# Given task:
In the Captain America: Civil War review:
(a) In what city does the opening skirmish take place?
(b) Which actor plays General Secretary of State Ross?
(c) Which directors returned after The Winter Soldier?

# Page text:
►
Let’s chuck in a few more terms, shall we? How about “legislation”, “treaty” and “U.N.-Accord”?

Captain America: Civil War could easily have suffered from dry, phlegmatic, po-faced earnestness, wallowing in miserableness as a collection of dumbfounded superheroes sit on the naughty step and think about what they’ve done.

Instead, fresh from the Sokovia fallout of the dreary misstepping Avengers: Age of Ultron, our eclectic band of merry super-powered chums begin the third instalment of Marvel’s Captain America trilogy with a skirmish in Lagos. As perpetually happens around these unregulated vigilantes / brave protectors (delete as applicable), chaos, destruction and collateral damage is never too far behind.

Just as they were after the hundreds of deaths from the New York alien-attack in Avengers Assemble, the crashing helicarriers in Washington DC during The Winter Soldier, and of course the omni-shambles of Age of Ultron‘s Sokovia rescue, it’s the Avengers who are held responsible for the loss of innocents’ lives in Nigeria. Thus begins a slow dissection of the role played by a group existing outside of the law, punctuated by enormous and often exceptionally well paced inter-fighting punch-ups.

Policing the planet as they see fit in this fantasy world of magic crystals, impenetrable metals and super soldiers, it takes no time at all for General Secretary of State Ross (William Hurt) to step in on behalf of a world scared half to death by a rogue, unregulated group of suited, walking, fighting nuclear bombs, tick-tocking their way towards a potential armageddon.

Although in name this is a Captain America sequel, it certainly feels much more comfortable as the Avengers follow-up many hoped for last year. Returning after a successful stint helming The Winter Soldier, directors Anthony and Joe Russo’s wizardry with a camera has thankfully kept consistency in tone with the franchise, as Civil War continues to be a hard-hitting, politically-charged commentary with genre-defining action sequences and equally solid performances from a cast slotting back into place like a well-worn suit made of iron with a robot friend called Friday inside of it.
◄
# Entries supplied:
►
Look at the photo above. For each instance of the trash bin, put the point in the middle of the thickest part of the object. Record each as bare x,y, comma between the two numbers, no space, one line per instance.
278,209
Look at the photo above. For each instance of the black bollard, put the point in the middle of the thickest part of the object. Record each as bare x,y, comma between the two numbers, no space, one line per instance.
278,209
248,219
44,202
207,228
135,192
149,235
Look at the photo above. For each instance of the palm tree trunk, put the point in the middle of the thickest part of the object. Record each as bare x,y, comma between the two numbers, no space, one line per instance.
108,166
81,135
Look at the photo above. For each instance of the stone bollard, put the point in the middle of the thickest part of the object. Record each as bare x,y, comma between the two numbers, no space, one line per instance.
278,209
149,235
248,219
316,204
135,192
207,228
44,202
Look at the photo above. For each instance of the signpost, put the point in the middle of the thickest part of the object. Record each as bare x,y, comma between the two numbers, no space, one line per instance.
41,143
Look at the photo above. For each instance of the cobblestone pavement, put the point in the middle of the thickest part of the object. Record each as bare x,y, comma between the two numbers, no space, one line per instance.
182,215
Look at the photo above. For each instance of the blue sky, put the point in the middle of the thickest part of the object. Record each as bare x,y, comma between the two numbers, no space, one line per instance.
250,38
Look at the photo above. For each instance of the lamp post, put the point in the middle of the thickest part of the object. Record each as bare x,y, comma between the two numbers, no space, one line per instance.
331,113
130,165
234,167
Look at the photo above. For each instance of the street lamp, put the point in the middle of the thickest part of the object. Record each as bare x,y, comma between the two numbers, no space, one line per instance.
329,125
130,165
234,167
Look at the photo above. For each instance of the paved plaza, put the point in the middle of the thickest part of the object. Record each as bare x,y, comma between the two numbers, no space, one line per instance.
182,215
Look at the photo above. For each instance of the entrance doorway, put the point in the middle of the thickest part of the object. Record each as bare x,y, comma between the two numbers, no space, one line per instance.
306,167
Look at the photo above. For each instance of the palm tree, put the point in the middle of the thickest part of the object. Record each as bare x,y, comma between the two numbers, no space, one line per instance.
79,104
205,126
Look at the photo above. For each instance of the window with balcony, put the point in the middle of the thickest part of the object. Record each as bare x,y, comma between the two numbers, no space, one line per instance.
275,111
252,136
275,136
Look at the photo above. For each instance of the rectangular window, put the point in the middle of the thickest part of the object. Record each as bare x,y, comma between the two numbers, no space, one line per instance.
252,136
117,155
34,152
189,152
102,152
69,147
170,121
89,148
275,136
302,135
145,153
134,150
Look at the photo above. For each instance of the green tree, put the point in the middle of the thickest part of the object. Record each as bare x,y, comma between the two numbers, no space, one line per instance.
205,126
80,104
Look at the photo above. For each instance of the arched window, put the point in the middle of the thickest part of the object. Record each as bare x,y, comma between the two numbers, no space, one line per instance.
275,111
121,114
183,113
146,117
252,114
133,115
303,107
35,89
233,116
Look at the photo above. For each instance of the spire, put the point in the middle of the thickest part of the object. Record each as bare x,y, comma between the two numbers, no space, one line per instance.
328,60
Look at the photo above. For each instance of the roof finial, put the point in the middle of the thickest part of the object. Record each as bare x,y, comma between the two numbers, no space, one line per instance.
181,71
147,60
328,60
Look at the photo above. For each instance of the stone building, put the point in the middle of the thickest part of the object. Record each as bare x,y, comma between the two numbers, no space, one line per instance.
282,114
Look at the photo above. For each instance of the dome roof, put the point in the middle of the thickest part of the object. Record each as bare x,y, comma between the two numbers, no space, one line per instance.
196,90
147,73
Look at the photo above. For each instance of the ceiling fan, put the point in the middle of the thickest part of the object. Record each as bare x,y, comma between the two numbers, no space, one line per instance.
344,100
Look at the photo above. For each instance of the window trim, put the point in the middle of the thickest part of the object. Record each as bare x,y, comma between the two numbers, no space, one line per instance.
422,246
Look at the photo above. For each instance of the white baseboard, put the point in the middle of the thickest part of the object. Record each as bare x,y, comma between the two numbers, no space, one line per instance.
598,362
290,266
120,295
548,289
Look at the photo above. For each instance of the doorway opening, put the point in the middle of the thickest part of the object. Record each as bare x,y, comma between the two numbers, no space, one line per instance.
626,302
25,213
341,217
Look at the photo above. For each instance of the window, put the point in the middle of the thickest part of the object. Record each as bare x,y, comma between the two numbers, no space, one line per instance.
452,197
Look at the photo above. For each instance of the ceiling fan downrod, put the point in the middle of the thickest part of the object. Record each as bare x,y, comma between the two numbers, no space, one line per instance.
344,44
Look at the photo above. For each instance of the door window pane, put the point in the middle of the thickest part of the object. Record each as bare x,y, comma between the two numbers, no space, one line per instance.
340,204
◄
# Exercise solution:
(a) Lagos
(b) William Hurt
(c) Anthony and Joe Russo